* [Quoted text]:
- - -

I’m a lucky grandma. I get to spend a week with my grandbabies. Their parents are off for a little R&R.

So I’m spending these few days getting to know them all just a little better. They’re growing up so fast and becoming such interesting people. I love how their personalities just shine through; they’re not babies anymore. It’s great having real conversations with them and  getting small glimpses of the adults they’ll one day become.

Of course, realizing that they’re getting older reminds me that I am, too. Sigh. I don’t have the energy I did when they were small and when it’s bedtime for them, its bedtime for me.

I like that I get this mini opportunity to grand-parent. The joy of preparing meals for them and sitting down together to eat and talk and laugh. Asking them how school was and did they learn anything interesting. The answer is the same one their father gave me: no. Just doing small things for them that I hope will make them smile. It’s such a joy.

- - -

[Excerpts of pointing data]
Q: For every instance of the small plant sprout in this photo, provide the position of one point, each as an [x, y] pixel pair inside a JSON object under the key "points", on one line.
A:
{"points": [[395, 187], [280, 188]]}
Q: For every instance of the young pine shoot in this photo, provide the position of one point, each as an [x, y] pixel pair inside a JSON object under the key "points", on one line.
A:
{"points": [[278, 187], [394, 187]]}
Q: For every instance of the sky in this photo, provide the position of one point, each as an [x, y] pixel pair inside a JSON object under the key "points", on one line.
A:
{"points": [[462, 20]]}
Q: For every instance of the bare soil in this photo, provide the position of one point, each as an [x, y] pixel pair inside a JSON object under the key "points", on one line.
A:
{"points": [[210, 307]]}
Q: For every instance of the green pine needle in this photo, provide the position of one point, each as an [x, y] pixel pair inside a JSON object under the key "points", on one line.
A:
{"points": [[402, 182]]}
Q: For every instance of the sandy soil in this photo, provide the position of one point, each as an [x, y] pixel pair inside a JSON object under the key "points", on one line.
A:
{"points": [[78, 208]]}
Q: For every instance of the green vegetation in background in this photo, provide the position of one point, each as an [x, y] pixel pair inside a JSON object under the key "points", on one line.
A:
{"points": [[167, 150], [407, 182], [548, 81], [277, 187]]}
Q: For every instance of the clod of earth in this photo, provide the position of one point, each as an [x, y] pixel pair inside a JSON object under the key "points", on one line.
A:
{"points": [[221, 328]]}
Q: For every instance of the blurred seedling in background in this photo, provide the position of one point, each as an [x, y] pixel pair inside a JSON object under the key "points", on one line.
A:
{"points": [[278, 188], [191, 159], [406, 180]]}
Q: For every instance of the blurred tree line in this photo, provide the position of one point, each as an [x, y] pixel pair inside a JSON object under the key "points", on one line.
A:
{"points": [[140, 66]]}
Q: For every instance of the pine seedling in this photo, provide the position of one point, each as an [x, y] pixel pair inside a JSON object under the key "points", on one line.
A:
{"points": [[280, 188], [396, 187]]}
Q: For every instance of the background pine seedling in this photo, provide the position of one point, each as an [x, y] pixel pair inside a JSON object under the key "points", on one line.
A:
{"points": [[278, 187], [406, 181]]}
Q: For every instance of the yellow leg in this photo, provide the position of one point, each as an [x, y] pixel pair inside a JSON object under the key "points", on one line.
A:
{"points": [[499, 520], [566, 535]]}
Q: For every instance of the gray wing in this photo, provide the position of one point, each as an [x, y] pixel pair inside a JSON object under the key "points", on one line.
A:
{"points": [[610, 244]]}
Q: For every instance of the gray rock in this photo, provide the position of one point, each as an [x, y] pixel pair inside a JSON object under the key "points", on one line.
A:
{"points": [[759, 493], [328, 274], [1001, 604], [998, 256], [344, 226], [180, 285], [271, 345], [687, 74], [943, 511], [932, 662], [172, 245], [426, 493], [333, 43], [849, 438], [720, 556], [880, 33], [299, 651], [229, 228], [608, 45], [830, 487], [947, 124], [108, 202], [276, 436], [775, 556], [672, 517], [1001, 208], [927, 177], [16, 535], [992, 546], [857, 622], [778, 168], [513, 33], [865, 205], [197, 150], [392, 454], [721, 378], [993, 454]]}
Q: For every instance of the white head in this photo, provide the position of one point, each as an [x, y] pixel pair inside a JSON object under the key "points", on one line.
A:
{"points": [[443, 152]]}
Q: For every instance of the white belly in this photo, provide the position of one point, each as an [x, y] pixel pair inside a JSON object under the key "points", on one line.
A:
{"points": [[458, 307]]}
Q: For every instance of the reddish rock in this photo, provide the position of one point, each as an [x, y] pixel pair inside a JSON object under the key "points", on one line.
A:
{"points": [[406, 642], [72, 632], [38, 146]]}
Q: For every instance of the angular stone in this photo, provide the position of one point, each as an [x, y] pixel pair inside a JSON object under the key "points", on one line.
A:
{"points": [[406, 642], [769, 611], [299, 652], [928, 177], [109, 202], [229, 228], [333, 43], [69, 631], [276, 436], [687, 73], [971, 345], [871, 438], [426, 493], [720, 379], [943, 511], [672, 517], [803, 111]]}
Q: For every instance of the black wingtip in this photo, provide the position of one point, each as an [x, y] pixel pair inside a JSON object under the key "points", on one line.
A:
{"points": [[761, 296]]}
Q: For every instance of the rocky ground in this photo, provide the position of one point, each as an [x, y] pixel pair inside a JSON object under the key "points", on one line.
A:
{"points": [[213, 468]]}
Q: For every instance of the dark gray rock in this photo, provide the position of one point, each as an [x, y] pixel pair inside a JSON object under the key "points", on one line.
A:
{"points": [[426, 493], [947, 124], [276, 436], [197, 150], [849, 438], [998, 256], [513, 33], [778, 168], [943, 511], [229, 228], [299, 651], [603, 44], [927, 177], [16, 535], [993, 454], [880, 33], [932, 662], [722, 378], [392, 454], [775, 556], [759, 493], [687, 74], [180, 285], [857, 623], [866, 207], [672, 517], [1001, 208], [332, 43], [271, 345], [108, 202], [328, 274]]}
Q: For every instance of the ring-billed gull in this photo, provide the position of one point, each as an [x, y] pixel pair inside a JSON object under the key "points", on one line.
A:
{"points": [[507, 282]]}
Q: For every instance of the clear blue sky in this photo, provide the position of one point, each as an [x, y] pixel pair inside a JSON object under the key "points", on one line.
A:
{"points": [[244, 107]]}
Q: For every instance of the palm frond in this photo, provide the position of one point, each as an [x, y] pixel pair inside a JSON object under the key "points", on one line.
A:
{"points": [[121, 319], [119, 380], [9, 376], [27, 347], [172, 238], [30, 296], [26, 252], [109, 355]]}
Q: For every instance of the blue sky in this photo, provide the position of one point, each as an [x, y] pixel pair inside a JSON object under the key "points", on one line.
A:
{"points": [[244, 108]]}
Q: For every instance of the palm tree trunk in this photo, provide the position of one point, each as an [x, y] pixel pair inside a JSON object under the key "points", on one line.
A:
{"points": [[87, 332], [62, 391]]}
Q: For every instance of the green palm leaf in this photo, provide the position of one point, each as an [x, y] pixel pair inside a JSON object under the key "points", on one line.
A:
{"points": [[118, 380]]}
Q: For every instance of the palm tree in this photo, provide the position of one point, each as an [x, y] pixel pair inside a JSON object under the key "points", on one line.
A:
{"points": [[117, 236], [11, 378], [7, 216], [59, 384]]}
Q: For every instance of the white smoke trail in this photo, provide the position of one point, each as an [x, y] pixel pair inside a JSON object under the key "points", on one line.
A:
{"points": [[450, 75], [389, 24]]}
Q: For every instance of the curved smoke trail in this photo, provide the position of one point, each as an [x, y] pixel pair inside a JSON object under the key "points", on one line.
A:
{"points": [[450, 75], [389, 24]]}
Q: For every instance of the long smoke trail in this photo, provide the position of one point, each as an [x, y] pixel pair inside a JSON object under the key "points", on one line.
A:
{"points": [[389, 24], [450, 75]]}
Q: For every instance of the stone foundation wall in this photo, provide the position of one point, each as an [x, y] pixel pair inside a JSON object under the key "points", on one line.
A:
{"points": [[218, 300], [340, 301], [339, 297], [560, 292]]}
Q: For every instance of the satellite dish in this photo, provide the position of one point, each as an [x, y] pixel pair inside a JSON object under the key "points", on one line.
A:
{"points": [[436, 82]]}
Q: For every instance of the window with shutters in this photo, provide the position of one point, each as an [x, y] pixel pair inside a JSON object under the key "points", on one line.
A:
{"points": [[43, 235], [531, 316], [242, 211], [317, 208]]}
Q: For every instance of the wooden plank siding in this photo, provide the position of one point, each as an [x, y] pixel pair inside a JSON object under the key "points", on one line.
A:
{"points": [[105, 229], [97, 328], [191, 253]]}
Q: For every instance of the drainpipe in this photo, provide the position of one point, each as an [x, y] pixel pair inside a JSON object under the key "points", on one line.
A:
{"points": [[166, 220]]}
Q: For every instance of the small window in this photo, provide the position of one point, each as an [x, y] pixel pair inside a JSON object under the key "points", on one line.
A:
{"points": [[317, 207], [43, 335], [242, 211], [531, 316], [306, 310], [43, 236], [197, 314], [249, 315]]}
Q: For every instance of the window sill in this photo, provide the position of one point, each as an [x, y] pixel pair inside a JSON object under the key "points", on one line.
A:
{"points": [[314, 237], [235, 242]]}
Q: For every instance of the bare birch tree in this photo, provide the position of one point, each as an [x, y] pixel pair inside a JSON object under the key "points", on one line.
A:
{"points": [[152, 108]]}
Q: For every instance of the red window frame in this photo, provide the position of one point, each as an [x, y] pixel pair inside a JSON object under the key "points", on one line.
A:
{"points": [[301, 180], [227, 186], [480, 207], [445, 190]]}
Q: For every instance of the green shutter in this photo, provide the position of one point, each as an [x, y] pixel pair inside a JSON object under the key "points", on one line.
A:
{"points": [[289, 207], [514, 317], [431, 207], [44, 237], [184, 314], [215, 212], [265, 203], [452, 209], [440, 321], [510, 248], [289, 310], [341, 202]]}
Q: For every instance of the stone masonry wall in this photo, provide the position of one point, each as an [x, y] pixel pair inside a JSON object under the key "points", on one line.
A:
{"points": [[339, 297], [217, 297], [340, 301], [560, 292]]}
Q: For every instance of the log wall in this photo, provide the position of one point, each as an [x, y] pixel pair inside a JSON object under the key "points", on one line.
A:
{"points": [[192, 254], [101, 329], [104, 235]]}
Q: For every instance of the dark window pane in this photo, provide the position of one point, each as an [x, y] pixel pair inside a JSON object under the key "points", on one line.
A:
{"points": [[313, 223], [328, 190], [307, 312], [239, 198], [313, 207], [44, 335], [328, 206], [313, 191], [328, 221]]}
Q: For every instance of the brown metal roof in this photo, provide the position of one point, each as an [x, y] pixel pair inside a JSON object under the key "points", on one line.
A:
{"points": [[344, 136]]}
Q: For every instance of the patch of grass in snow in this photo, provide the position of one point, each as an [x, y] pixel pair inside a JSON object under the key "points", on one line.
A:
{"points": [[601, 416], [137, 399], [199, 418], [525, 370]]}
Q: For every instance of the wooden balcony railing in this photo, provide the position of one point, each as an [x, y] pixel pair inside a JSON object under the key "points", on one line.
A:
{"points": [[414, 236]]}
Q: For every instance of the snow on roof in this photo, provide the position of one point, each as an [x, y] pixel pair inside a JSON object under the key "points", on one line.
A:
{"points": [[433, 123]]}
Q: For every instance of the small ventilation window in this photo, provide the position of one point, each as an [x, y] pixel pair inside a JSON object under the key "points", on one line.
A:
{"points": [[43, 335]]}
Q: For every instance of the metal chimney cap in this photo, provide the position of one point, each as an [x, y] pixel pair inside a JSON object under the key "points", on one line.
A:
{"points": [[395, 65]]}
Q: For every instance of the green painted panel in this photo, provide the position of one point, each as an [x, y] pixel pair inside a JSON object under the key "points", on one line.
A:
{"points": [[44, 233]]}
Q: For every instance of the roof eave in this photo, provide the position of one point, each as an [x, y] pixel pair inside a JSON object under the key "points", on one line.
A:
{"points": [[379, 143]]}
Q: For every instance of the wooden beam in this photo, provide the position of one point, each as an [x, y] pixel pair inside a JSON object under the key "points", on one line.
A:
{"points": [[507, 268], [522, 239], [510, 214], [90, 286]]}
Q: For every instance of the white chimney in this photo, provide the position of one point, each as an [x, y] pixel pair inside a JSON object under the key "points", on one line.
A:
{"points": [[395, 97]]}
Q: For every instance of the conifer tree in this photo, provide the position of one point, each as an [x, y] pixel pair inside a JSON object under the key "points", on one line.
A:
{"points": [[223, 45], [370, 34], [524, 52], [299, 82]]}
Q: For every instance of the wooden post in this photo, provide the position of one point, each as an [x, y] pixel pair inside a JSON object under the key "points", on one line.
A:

- - -

* [Task instructions]: Reproduce the post about spending a week with the grandchildren word for word, from start to finish.

* [Exercise answer]:
I’m a lucky grandma. I get to spend a week with my grandbabies. Their parents are off for a little R&R.

So I’m spending these few days getting to know them all just a little better. They’re growing up so fast and becoming such interesting people. I love how their personalities just shine through; they’re not babies anymore. It’s great having real conversations with them and  getting small glimpses of the adults they’ll one day become.

Of course, realizing that they’re getting older reminds me that I am, too. Sigh. I don’t have the energy I did when they were small and when it’s bedtime for them, its bedtime for me.

I like that I get this mini opportunity to grand-parent. The joy of preparing meals for them and sitting down together to eat and talk and laugh. Asking them how school was and did they learn anything interesting. The answer is the same one their father gave me: no. Just doing small things for them that I hope will make them smile. It’s such a joy.